Given problem: Pick out each line in the items below that contains the word "umbrella", and copy those lines.

Raw records:

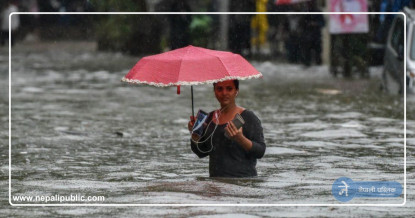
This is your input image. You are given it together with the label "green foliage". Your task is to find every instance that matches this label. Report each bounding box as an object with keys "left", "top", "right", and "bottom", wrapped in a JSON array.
[{"left": 190, "top": 14, "right": 212, "bottom": 47}]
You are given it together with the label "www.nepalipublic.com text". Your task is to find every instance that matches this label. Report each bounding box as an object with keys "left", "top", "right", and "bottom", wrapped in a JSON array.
[{"left": 12, "top": 194, "right": 105, "bottom": 203}]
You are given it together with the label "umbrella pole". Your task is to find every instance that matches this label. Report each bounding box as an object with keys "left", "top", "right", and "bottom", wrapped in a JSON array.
[{"left": 190, "top": 86, "right": 195, "bottom": 116}]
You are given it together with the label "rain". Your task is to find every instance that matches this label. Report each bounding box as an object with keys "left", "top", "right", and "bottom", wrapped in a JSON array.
[{"left": 0, "top": 0, "right": 415, "bottom": 217}]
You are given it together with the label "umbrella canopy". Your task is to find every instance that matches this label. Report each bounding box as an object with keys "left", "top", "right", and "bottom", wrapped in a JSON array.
[{"left": 122, "top": 45, "right": 262, "bottom": 86}]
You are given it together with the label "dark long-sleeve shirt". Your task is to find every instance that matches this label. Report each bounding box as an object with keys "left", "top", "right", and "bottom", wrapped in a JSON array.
[{"left": 191, "top": 110, "right": 266, "bottom": 177}]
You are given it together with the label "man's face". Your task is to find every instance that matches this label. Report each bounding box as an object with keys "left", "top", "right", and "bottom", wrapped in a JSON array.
[{"left": 214, "top": 80, "right": 238, "bottom": 107}]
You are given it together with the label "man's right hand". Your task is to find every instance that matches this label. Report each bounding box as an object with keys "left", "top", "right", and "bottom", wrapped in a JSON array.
[{"left": 187, "top": 116, "right": 196, "bottom": 132}]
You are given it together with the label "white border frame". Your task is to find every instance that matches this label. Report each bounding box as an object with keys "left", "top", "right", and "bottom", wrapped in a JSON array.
[{"left": 9, "top": 12, "right": 406, "bottom": 207}]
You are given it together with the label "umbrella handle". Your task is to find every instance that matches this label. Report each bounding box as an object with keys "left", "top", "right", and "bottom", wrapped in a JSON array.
[{"left": 190, "top": 86, "right": 195, "bottom": 117}]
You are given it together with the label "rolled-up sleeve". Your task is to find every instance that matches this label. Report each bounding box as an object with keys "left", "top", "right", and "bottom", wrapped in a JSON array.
[
  {"left": 244, "top": 112, "right": 266, "bottom": 159},
  {"left": 190, "top": 139, "right": 209, "bottom": 158}
]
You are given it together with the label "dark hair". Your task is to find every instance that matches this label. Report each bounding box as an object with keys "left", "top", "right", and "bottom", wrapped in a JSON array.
[{"left": 213, "top": 79, "right": 239, "bottom": 90}]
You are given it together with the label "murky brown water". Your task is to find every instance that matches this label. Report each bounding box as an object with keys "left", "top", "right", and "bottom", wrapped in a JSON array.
[{"left": 0, "top": 43, "right": 415, "bottom": 216}]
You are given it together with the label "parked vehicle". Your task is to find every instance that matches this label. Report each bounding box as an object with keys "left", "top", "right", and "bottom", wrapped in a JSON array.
[{"left": 382, "top": 8, "right": 415, "bottom": 94}]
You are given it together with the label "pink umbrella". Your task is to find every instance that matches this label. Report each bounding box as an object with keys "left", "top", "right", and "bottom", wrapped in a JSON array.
[{"left": 122, "top": 45, "right": 262, "bottom": 114}]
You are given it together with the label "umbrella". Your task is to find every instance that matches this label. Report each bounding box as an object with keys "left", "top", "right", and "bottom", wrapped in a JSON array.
[{"left": 122, "top": 45, "right": 262, "bottom": 115}]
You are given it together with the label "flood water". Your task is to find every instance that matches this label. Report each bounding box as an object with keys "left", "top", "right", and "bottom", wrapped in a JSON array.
[{"left": 0, "top": 42, "right": 415, "bottom": 216}]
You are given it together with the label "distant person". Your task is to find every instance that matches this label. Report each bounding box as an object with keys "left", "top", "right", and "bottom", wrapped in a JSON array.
[
  {"left": 299, "top": 1, "right": 326, "bottom": 66},
  {"left": 283, "top": 14, "right": 304, "bottom": 63},
  {"left": 188, "top": 80, "right": 266, "bottom": 177},
  {"left": 168, "top": 0, "right": 192, "bottom": 50},
  {"left": 228, "top": 0, "right": 256, "bottom": 57},
  {"left": 0, "top": 1, "right": 20, "bottom": 46}
]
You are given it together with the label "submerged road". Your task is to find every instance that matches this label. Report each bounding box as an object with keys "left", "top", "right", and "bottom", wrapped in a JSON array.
[{"left": 0, "top": 42, "right": 415, "bottom": 217}]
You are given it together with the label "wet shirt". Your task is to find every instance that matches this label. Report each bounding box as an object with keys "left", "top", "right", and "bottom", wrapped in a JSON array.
[{"left": 191, "top": 110, "right": 266, "bottom": 177}]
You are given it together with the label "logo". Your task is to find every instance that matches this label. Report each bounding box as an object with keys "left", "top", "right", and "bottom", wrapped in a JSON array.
[
  {"left": 331, "top": 177, "right": 402, "bottom": 202},
  {"left": 331, "top": 177, "right": 356, "bottom": 202}
]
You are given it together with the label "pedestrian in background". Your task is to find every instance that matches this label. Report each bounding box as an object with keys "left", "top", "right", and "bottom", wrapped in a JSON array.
[
  {"left": 0, "top": 1, "right": 20, "bottom": 46},
  {"left": 299, "top": 1, "right": 326, "bottom": 66}
]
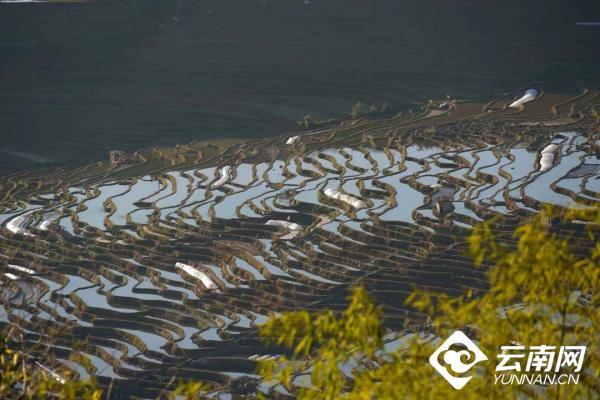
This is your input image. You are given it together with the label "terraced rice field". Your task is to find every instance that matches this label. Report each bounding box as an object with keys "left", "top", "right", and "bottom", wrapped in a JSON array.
[{"left": 0, "top": 91, "right": 600, "bottom": 398}]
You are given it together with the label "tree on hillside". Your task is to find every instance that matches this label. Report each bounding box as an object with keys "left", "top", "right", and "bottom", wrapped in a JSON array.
[{"left": 260, "top": 207, "right": 600, "bottom": 400}]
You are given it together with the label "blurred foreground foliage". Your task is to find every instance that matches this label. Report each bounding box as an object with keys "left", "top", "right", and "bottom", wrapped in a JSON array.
[{"left": 259, "top": 207, "right": 600, "bottom": 400}]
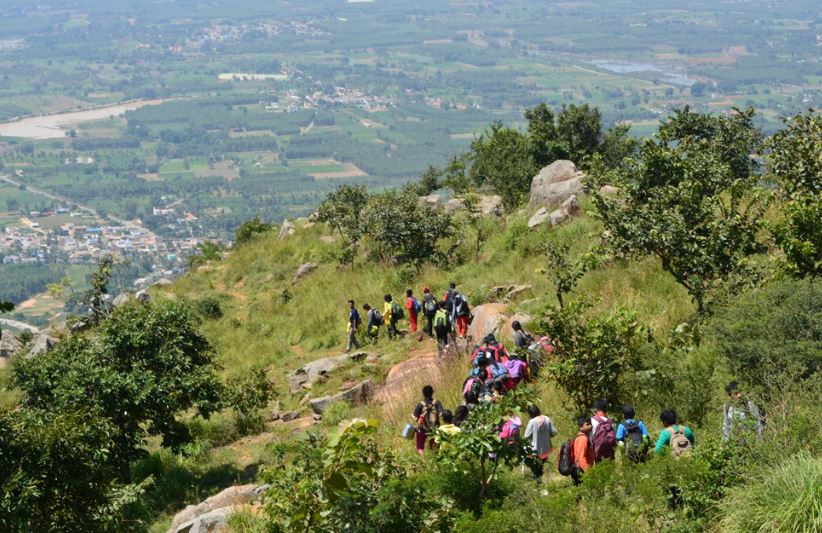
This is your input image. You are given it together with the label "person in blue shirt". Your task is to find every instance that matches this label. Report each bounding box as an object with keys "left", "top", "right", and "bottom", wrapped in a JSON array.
[{"left": 616, "top": 405, "right": 651, "bottom": 463}]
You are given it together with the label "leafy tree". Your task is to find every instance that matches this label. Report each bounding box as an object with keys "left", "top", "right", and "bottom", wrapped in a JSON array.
[
  {"left": 540, "top": 302, "right": 649, "bottom": 413},
  {"left": 591, "top": 109, "right": 765, "bottom": 314},
  {"left": 362, "top": 191, "right": 453, "bottom": 264},
  {"left": 437, "top": 388, "right": 532, "bottom": 498},
  {"left": 317, "top": 185, "right": 369, "bottom": 267},
  {"left": 768, "top": 110, "right": 822, "bottom": 277},
  {"left": 12, "top": 302, "right": 223, "bottom": 481},
  {"left": 469, "top": 122, "right": 539, "bottom": 208},
  {"left": 234, "top": 217, "right": 273, "bottom": 245}
]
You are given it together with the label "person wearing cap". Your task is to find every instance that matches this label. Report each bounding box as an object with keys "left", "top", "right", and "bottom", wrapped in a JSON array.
[{"left": 422, "top": 287, "right": 437, "bottom": 337}]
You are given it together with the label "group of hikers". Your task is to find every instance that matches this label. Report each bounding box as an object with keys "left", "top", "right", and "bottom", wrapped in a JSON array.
[
  {"left": 412, "top": 368, "right": 765, "bottom": 484},
  {"left": 346, "top": 283, "right": 473, "bottom": 352}
]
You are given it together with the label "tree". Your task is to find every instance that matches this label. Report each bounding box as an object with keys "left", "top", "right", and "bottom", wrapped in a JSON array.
[
  {"left": 12, "top": 302, "right": 223, "bottom": 482},
  {"left": 362, "top": 190, "right": 453, "bottom": 264},
  {"left": 540, "top": 302, "right": 648, "bottom": 413},
  {"left": 591, "top": 108, "right": 766, "bottom": 314},
  {"left": 234, "top": 217, "right": 272, "bottom": 245},
  {"left": 317, "top": 185, "right": 369, "bottom": 267},
  {"left": 768, "top": 110, "right": 822, "bottom": 277}
]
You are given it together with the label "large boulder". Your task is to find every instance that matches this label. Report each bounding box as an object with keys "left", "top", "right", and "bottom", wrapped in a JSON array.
[
  {"left": 468, "top": 303, "right": 508, "bottom": 342},
  {"left": 292, "top": 262, "right": 317, "bottom": 282},
  {"left": 308, "top": 379, "right": 374, "bottom": 415},
  {"left": 528, "top": 159, "right": 583, "bottom": 209},
  {"left": 277, "top": 218, "right": 297, "bottom": 240},
  {"left": 288, "top": 352, "right": 375, "bottom": 394},
  {"left": 168, "top": 484, "right": 270, "bottom": 533},
  {"left": 0, "top": 329, "right": 23, "bottom": 358},
  {"left": 26, "top": 333, "right": 57, "bottom": 359}
]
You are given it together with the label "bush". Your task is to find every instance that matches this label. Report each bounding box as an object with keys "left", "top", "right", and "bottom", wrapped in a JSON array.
[
  {"left": 720, "top": 454, "right": 822, "bottom": 533},
  {"left": 706, "top": 279, "right": 822, "bottom": 395}
]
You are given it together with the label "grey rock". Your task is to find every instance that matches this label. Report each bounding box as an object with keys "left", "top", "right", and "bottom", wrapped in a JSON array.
[
  {"left": 288, "top": 352, "right": 371, "bottom": 394},
  {"left": 291, "top": 262, "right": 317, "bottom": 283},
  {"left": 528, "top": 160, "right": 583, "bottom": 209},
  {"left": 277, "top": 218, "right": 296, "bottom": 240},
  {"left": 309, "top": 379, "right": 374, "bottom": 415}
]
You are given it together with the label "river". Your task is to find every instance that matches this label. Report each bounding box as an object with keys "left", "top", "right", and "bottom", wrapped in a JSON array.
[{"left": 0, "top": 98, "right": 167, "bottom": 139}]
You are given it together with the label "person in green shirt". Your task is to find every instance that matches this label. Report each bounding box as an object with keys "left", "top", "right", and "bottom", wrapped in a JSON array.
[{"left": 654, "top": 409, "right": 695, "bottom": 457}]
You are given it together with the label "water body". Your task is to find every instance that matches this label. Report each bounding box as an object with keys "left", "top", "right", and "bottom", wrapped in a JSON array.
[
  {"left": 590, "top": 59, "right": 696, "bottom": 86},
  {"left": 0, "top": 98, "right": 166, "bottom": 139}
]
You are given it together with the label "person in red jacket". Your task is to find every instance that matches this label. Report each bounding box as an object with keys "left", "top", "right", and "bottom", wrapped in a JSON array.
[{"left": 405, "top": 289, "right": 419, "bottom": 333}]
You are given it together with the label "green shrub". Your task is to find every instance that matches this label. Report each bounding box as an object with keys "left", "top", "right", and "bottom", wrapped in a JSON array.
[{"left": 720, "top": 454, "right": 822, "bottom": 533}]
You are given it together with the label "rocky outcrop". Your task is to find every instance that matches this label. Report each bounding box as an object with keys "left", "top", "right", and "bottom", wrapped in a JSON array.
[
  {"left": 288, "top": 352, "right": 370, "bottom": 394},
  {"left": 308, "top": 379, "right": 374, "bottom": 415},
  {"left": 528, "top": 160, "right": 583, "bottom": 209},
  {"left": 468, "top": 303, "right": 508, "bottom": 343},
  {"left": 528, "top": 194, "right": 582, "bottom": 229},
  {"left": 291, "top": 262, "right": 317, "bottom": 283},
  {"left": 0, "top": 329, "right": 23, "bottom": 359},
  {"left": 168, "top": 484, "right": 270, "bottom": 533},
  {"left": 277, "top": 218, "right": 297, "bottom": 240}
]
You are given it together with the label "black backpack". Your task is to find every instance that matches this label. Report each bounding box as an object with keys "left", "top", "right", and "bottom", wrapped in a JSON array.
[
  {"left": 625, "top": 421, "right": 648, "bottom": 463},
  {"left": 557, "top": 439, "right": 575, "bottom": 476}
]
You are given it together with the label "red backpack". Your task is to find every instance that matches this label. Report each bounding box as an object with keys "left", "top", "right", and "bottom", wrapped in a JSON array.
[{"left": 594, "top": 416, "right": 616, "bottom": 461}]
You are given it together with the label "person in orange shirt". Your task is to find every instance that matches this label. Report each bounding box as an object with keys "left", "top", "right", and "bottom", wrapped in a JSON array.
[{"left": 571, "top": 416, "right": 595, "bottom": 485}]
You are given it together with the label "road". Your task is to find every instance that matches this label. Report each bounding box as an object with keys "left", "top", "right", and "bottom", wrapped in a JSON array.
[{"left": 0, "top": 318, "right": 40, "bottom": 333}]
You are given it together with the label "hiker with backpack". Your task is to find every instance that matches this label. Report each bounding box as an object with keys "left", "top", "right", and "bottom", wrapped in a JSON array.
[
  {"left": 422, "top": 287, "right": 437, "bottom": 337},
  {"left": 722, "top": 381, "right": 765, "bottom": 440},
  {"left": 557, "top": 415, "right": 596, "bottom": 485},
  {"left": 591, "top": 398, "right": 617, "bottom": 461},
  {"left": 411, "top": 385, "right": 442, "bottom": 455},
  {"left": 345, "top": 300, "right": 362, "bottom": 353},
  {"left": 362, "top": 303, "right": 385, "bottom": 340},
  {"left": 434, "top": 302, "right": 451, "bottom": 357},
  {"left": 654, "top": 409, "right": 695, "bottom": 459},
  {"left": 454, "top": 293, "right": 471, "bottom": 339},
  {"left": 383, "top": 294, "right": 405, "bottom": 339},
  {"left": 525, "top": 405, "right": 557, "bottom": 483},
  {"left": 616, "top": 405, "right": 651, "bottom": 463},
  {"left": 405, "top": 289, "right": 422, "bottom": 333}
]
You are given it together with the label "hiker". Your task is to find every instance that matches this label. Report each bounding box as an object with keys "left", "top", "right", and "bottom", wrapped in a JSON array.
[
  {"left": 591, "top": 398, "right": 616, "bottom": 461},
  {"left": 525, "top": 405, "right": 557, "bottom": 483},
  {"left": 454, "top": 293, "right": 471, "bottom": 339},
  {"left": 434, "top": 302, "right": 451, "bottom": 356},
  {"left": 422, "top": 287, "right": 437, "bottom": 337},
  {"left": 454, "top": 405, "right": 471, "bottom": 427},
  {"left": 405, "top": 289, "right": 422, "bottom": 333},
  {"left": 722, "top": 381, "right": 765, "bottom": 440},
  {"left": 616, "top": 405, "right": 651, "bottom": 463},
  {"left": 345, "top": 300, "right": 362, "bottom": 352},
  {"left": 411, "top": 385, "right": 442, "bottom": 455},
  {"left": 434, "top": 406, "right": 464, "bottom": 446},
  {"left": 362, "top": 303, "right": 385, "bottom": 340},
  {"left": 382, "top": 294, "right": 403, "bottom": 339},
  {"left": 571, "top": 415, "right": 596, "bottom": 485},
  {"left": 654, "top": 409, "right": 695, "bottom": 459}
]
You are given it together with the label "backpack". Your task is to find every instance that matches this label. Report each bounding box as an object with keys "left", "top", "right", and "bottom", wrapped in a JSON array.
[
  {"left": 456, "top": 295, "right": 471, "bottom": 316},
  {"left": 594, "top": 416, "right": 616, "bottom": 461},
  {"left": 420, "top": 400, "right": 440, "bottom": 434},
  {"left": 666, "top": 426, "right": 693, "bottom": 459},
  {"left": 391, "top": 302, "right": 405, "bottom": 322},
  {"left": 422, "top": 293, "right": 437, "bottom": 315},
  {"left": 624, "top": 421, "right": 648, "bottom": 463},
  {"left": 557, "top": 439, "right": 574, "bottom": 476}
]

Full answer:
You are given it together with the label "umbrella pole". Your task is to find every instance that matches this label. Report each bounding box as an object with keys "left", "top", "right", and "bottom", wrapped in a JSON array.
You are given it together with the label "umbrella canopy". Your task is to find every instance that matches this label. Report each bounding box as an object with keys "left", "top", "right", and "bottom", wrapped in a JSON array.
You are given it together with the label "umbrella handle". Your task is to find every instance that matches this label. Report each bounding box as an object with keys "left", "top", "right", and "bottom", wrapped in a JSON array.
You are given it together with the label "pink umbrella". Your task is to find every instance that matches this label. Report each bounding box as an object with keys "left", "top", "right", and "bottom", wrapped in a JSON array.
You are given it together with the label "umbrella". Your task is to find every instance that matches this label. Report each bounding box as an object with keys "left", "top", "right", and "bottom", wrapped in a JSON array.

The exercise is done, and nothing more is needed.